## Uraian Tugas
Menurut bacaan tentang tiga ayat yang dikaitkan, siapa yang meriwayatkan sabda Nabi tentang keridhaan Allah dan keridhaan kedua orang tua? Tolong jawab dengan satu kalimat.

## Bacaan yang Disediakan
· · ·
Ibnu Abbas radhiyallahu ‘anhuma berkata, “Ada tiga ayat yang diturunkan dan dikaitkan dengan tiga hal, tidak diterima salah satunya jika tidak dengan yang dikaitkannya:

1. Firman Allah Ta'ala, `Taatlah kepada Allah dan taatlah kepada Rasul'. Maka barangsiapa taat kepada Allah namun tidak taat kepada Rasul, ketaatannya tidak diterima.

2. Firman Allah Ta'ala, `Dan dirikanlah shalat serta tunaikan zakat'. Maka barangsiapa melakukan shalat namun tidak mengeluarkan zakat, tidaklah diterima.

3. Firman Allah Ta'ala, Agar kamu bersyukur kepada-Ku dan kepada kedua orang tuamu.' Barangsiapa bersyukur kepada Allah namun tidak bersyukur kepada kedua orang tua, tentu saja tidak diterima hal itu. Oleh karena itulah Nabi Shallallahu Alaihi wa Sallam bersabda, Keridhaan Allah ada di dalam keridhaan kedua orang tua dan kemurkaan Allah ada pada kemurkaan kedua orang tua. (Diriwayatkan Tirmidzi dari hadits Abdullah bin Amr, hadits ini diperkuat oleh hadits Abu Hurairah).

Ini menunjukkan bahwa orangtua itu meski dari kalangan yang tidak berpendidikan sekalipun tidak boleh direndahkan atau diolok-olok oleh anaknya. Anak yang merasa pintar dan mengabaikan atau mengejek atau mengolok-olok orangtuanya, dianggap durhaka. Dan sikap durhaka kepada orangtua, Ibu-Bapak, balasannya hanya satu yaitu neraka, kecuali bagi orang yang bertaubat.
· · ·
Entri penunjukan objek berlabel
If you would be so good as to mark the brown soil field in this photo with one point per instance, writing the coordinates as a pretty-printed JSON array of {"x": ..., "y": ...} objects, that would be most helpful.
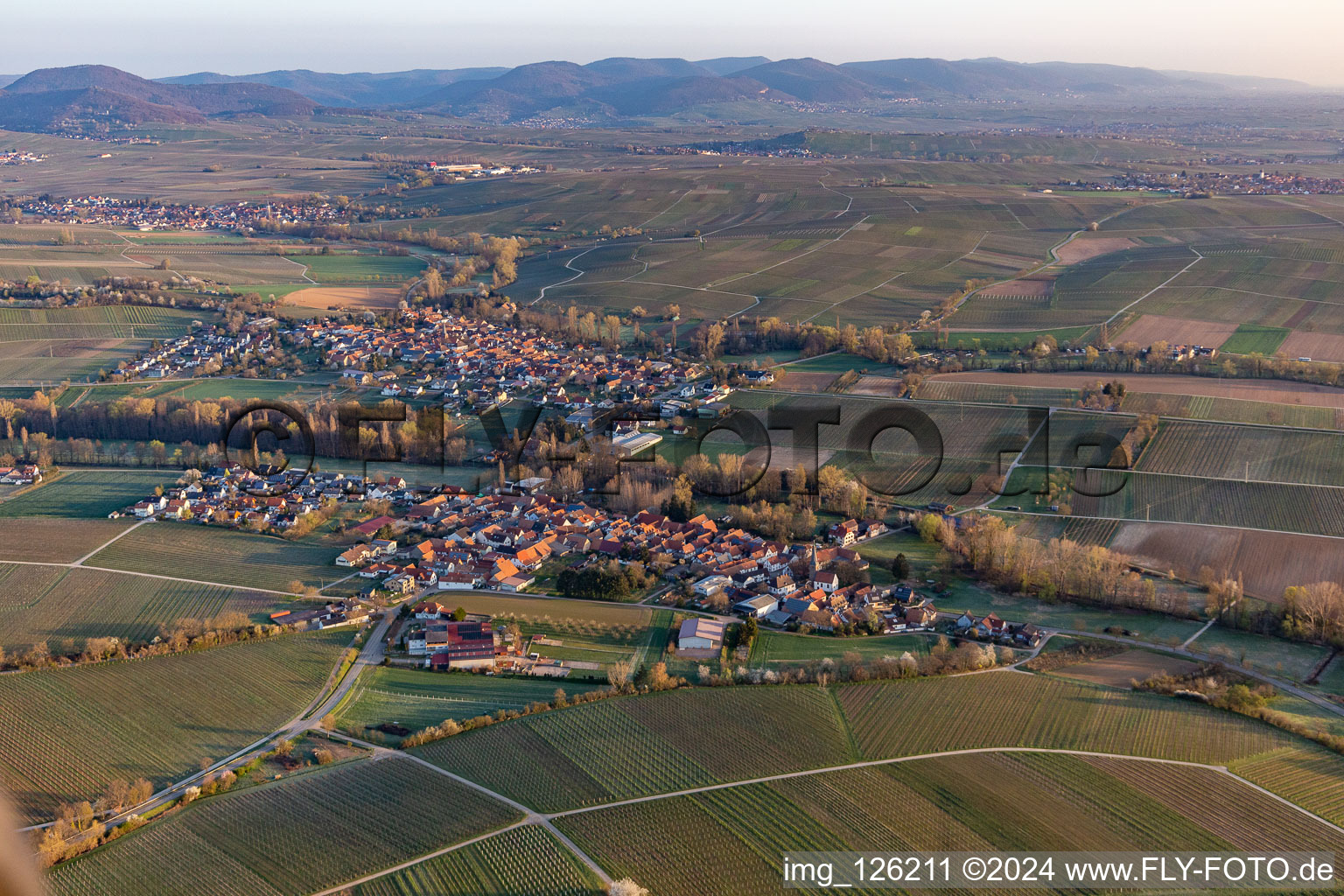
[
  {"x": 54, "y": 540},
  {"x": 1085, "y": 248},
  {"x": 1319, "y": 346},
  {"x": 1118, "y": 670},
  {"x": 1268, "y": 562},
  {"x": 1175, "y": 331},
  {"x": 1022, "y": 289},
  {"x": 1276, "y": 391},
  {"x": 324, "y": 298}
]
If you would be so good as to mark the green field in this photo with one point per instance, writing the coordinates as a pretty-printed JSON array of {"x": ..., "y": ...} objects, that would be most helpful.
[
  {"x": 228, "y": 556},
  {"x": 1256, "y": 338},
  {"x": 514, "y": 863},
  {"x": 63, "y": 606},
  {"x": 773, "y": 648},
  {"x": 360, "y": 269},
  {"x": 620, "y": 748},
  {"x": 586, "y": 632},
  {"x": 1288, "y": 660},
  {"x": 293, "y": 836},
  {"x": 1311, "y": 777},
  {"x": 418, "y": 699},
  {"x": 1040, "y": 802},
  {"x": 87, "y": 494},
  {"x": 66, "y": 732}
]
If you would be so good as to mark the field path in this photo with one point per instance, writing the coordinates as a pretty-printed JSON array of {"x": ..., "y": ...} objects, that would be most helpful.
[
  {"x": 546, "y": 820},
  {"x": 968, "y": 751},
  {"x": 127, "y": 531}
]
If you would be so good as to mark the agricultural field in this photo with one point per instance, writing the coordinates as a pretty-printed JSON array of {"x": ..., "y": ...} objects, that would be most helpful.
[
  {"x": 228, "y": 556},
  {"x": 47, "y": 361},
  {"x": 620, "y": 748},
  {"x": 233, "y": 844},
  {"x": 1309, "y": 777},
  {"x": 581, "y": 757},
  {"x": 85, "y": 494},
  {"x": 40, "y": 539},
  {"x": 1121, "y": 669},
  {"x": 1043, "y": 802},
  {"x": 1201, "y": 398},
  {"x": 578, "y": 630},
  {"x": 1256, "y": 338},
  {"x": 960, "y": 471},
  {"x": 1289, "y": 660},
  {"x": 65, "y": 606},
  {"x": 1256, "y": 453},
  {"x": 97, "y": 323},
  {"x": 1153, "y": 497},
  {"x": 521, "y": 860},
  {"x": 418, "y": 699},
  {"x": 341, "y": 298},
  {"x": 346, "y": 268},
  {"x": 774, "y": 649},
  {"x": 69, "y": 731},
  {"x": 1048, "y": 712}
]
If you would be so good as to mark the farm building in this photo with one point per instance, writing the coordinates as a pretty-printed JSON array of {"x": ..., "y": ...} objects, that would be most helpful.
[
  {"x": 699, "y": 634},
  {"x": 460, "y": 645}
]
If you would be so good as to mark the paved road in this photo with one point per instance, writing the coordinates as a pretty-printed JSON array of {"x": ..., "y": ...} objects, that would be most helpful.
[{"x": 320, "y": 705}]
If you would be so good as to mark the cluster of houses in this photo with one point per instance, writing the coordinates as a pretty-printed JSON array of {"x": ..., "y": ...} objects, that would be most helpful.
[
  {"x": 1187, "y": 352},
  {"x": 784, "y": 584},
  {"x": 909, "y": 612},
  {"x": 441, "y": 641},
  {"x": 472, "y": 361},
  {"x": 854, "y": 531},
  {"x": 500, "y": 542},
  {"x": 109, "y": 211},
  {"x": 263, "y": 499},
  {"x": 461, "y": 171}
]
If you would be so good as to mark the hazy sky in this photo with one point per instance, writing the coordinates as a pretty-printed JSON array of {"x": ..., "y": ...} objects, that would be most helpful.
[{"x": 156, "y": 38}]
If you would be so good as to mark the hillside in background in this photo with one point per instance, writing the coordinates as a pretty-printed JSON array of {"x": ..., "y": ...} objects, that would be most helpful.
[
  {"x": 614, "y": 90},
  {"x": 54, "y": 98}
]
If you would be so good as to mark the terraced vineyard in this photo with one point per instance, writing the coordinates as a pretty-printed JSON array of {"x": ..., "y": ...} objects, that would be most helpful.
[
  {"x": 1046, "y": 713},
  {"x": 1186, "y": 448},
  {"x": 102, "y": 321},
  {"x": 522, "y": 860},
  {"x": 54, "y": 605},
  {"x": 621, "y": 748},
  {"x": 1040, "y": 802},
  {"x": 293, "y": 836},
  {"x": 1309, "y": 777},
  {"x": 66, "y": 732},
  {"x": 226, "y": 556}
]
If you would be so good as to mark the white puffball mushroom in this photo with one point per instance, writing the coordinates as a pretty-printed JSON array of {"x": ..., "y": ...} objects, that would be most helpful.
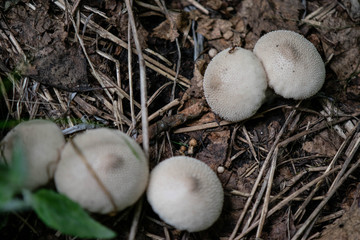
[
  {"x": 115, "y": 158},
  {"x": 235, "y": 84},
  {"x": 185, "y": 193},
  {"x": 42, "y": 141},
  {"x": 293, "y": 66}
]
· · ·
## Jawaban Tugas
Sabda itu diriwayatkan oleh Tirmidzi dari hadits Abdullah bin Amr.